Accutane (Isotretinoin) Accutane (Isotretinoin) Accutane (Isotretinoin)



Accutane is the U.S. brand name for the drug isotretinoin, patented by drug manufacturer Roche Pharmaceuticals. In Europe, Canada, and the United Kingdom, it is known as Roaccutane. Roche's patent for isotretinoin expired in 2001, opening the way for competing drug companies to offer generic versions. The first of these rival medicines earned FDA approval in late 2002; versions are now available to the public under the names Amnesteem, Claravis, and Sotret.


Like Retin-A and other topical retinoids used to treat acne, isotretinoin is derived from vitamin A. The difference is that isotretinoin is an oral retinoid, one that is taken by mouth rather than applied to the skin.

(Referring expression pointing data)
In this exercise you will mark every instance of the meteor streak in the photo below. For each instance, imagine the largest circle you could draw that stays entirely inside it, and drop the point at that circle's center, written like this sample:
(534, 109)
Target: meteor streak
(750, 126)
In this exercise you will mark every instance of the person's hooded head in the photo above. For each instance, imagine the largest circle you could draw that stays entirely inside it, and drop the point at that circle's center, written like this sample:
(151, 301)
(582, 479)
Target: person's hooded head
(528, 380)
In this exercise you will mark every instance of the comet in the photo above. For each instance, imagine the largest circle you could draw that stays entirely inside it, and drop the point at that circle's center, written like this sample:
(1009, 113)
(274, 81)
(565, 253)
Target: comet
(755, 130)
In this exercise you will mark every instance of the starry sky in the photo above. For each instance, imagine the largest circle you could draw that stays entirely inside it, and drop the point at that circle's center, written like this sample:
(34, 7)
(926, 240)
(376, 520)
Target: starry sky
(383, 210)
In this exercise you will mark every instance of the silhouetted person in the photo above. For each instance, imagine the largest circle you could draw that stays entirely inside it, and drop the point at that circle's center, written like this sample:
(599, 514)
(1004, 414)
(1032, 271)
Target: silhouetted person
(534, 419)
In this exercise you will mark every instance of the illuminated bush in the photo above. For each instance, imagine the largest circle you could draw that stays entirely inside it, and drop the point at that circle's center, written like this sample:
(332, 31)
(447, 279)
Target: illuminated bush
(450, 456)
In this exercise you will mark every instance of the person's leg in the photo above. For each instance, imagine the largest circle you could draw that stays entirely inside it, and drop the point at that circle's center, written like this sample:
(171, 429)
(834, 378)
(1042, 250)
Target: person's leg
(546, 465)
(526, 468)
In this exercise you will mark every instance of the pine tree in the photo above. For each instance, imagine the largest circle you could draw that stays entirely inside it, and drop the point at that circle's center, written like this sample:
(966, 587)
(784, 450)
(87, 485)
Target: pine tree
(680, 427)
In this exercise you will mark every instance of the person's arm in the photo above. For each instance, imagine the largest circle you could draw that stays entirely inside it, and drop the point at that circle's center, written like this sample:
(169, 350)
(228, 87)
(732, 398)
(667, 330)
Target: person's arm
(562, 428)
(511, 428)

Problems and tasks:
a) For each statement, decide whether it agrees with the passage on Accutane, answering yes or no and quoting the words of the passage that decide it. (i) Roche's patent for isotretinoin expired in 2001. (ii) Isotretinoin is applied to the skin. (iii) In Canada, the drug is known as Roaccutane.
b) Duplicate the stretch of the passage on Accutane from "Accutane is the" through "Claravis, and Sotret.".
c) According to the passage on Accutane, when did the first generic rival to Roche's isotretinoin earn FDA approval?
The records play no part in the work that follows.

Solutions to each task:
a)
(i) Yes: "Roche's patent for isotretinoin expired in 2001"
(ii) No: "taken by mouth rather than applied to the skin"
(iii) Yes: "In Europe, Canada, and the United Kingdom, it is known as Roaccutane."

b)
Accutane is the U.S. brand name for the drug isotretinoin, patented by drug manufacturer Roche Pharmaceuticals. In Europe, Canada, and the United Kingdom, it is known as Roaccutane. Roche's patent for isotretinoin expired in 2001, opening the way for competing drug companies to offer generic versions. The first of these rival medicines earned FDA approval in late 2002; versions are now available to the public under the names Amnesteem, Claravis, and Sotret.

c) In late 2002.